Passage given:
··········

It really helps that they are different, you always know which stage you're in.


> Yes, I am using this approach exclusively.

Earlier you wrote that "And if you worry about performance, your compiler can fuse passes together in many cases."

What kind of fusion do you use in your approach?

In the last paragraph of Keep's thesis, he mentions pass fusion, citing Wadler's 1988 work on deforestation. Keep does not, however, give a working implementation.

I know of no-one doing nanopass fusion, but I'd love to be corrected.


I'm not using Nanopass directly, I've got my own similar framework (developed independently).

It is using an IR which allows to easily compare the visitor shapes (i.e., source AST, target AST, traversing order, omitted nodes), and if they do match and the second pass is not using results of any of the collectors from the first pass (too long to explain what collectors are, treat them as a kind of a constrained side effect), corresponding visitor nodes are chained together.

Deforestation is supposed to work on much lower level, and I'm not sure it's possible to deduce the original visitor shapes and traversing order from an already lowered code.

A previous version of this framework is available on github, username 'combinatorylogic' (it does not provide fusion or any other optimisations, because it's dynamically typed; A glimpse of the IR of the next version can be seen in the recform AST library, see 'ast2-...'). The current version will be published soon.

··········

Provided information:
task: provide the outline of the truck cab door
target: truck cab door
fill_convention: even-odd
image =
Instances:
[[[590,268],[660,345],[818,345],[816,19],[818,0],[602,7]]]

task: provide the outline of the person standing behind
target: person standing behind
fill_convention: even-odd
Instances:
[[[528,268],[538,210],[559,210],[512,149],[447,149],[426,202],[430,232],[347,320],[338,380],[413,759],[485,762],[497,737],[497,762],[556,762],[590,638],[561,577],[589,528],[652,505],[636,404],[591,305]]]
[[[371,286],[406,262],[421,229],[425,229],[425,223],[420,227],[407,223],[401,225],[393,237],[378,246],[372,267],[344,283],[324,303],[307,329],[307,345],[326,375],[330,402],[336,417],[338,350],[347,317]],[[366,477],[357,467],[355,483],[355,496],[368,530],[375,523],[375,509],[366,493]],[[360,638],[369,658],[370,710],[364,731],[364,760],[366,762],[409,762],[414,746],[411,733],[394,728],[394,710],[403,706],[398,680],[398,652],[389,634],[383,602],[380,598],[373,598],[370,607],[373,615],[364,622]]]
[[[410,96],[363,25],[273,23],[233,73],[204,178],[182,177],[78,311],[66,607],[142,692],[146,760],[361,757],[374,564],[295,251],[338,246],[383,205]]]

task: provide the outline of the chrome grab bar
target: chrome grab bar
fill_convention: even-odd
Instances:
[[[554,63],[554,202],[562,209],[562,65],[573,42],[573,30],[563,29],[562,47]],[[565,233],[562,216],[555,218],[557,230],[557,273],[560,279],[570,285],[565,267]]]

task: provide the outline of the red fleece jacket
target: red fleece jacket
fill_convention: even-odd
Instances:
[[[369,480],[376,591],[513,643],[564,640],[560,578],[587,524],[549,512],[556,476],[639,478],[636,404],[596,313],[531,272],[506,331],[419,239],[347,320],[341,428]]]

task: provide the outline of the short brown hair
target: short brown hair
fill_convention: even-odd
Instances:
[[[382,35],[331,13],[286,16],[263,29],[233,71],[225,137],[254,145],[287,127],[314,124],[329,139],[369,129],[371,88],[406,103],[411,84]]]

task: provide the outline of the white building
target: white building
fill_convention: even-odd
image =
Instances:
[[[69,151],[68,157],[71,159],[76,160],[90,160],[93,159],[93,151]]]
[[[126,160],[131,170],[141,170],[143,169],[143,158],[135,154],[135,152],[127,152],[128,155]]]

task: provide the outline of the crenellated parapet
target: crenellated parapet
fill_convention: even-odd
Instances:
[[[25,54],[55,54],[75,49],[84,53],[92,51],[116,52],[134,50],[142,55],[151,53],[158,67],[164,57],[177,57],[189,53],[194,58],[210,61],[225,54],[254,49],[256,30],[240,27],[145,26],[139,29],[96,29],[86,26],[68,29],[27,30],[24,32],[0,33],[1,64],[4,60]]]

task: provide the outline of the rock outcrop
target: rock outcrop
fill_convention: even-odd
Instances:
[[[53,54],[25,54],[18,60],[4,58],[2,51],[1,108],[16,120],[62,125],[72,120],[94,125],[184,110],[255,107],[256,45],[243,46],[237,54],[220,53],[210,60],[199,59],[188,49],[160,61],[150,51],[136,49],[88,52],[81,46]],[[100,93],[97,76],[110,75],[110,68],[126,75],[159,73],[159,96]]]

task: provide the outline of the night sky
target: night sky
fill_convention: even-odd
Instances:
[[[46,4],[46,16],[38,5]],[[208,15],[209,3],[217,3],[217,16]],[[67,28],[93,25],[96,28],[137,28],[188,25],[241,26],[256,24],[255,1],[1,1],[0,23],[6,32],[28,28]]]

··········

Directive 1: According to the forum excerpt on pass fusion, why does its author doubt that deforestation suits the job of fusing passes?
Directive 2: Repeat word for word the stretch of the forum excerpt on pass fusion from "It really helps" through "a working implementation.".
Rely only on the forum excerpt on pass fusion.

Task solution 1: Deforestation is meant to work at a much lower level. The author is not sure that the original visitor shapes and traversal order can be worked out from code that has already been lowered.

Task solution 2:
It really helps that they are different, you always know which stage you're in.


> Yes, I am using this approach exclusively.

Earlier you wrote that "And if you worry about performance, your compiler can fuse passes together in many cases."

What kind of fusion do you use in your approach?

In the last paragraph of Keep's thesis, he mentions pass fusion, citing Wadler's 1988 work on deforestation. Keep does not, however, give a working implementation.